(Instructions for the task): Copy out every one of the entries below word for word, omitting the pictures.
----- Data to use -----
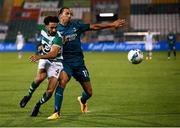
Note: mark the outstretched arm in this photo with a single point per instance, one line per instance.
(116, 24)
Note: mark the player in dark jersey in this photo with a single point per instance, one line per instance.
(171, 40)
(73, 62)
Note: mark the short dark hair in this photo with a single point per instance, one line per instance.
(49, 19)
(61, 10)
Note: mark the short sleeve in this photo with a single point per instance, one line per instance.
(58, 41)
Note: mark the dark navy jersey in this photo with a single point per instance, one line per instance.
(72, 50)
(171, 38)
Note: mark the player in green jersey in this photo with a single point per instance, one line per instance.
(50, 64)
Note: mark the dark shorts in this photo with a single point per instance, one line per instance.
(172, 47)
(78, 70)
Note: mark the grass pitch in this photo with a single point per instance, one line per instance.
(146, 95)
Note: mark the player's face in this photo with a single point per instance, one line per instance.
(66, 15)
(52, 28)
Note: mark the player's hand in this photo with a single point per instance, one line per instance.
(34, 58)
(119, 23)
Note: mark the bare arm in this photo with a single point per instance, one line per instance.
(52, 54)
(116, 24)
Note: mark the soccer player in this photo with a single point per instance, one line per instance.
(171, 40)
(73, 62)
(149, 44)
(50, 64)
(19, 43)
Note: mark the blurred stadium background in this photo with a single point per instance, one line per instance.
(158, 16)
(143, 95)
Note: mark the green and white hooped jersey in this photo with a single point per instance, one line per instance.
-----
(The answer):
Note: mark the outstretched arm in this photo with a single point per instance, one line per instance.
(116, 24)
Note: mark the player in dark jersey in this photo with a single point per instance, one line per instance.
(171, 40)
(73, 62)
Note: mark the short dark hair in this photo with a single point per instance, one line per instance.
(49, 19)
(61, 10)
Note: mark the short sleeve in this photo with a single point per instance, one line per instance.
(58, 41)
Note: mark the dark navy jersey in this photo with a single point per instance, one line per instance.
(72, 50)
(171, 38)
Note: mark the player in green jersey in this photo with a single point per instance, one line per instance.
(50, 64)
Note: mark the dark shorts in this photo with a single point per instance, one line per instance.
(172, 47)
(78, 70)
Note: mark the grass pitch in this photo with a single point per instance, one line per instance.
(146, 95)
Note: mark the player's face in this photo with a single point per instance, one line per instance.
(66, 15)
(52, 28)
Note: mark the player's hand in this photo with a single point per instance, one line per instance.
(34, 58)
(119, 23)
Note: mark the bare arm in this photo with a single point per instance, one line per instance.
(52, 54)
(116, 24)
Note: mark the soccer player in this photo with a single point per instance, one line per instance.
(171, 40)
(73, 62)
(149, 44)
(50, 64)
(19, 43)
Note: mark the blurred stadium background in this photo with a single point per instance, one line per instance.
(158, 16)
(143, 95)
Note: mark the green and white hooped jersey in this photo with a single point per instance, one line per instance.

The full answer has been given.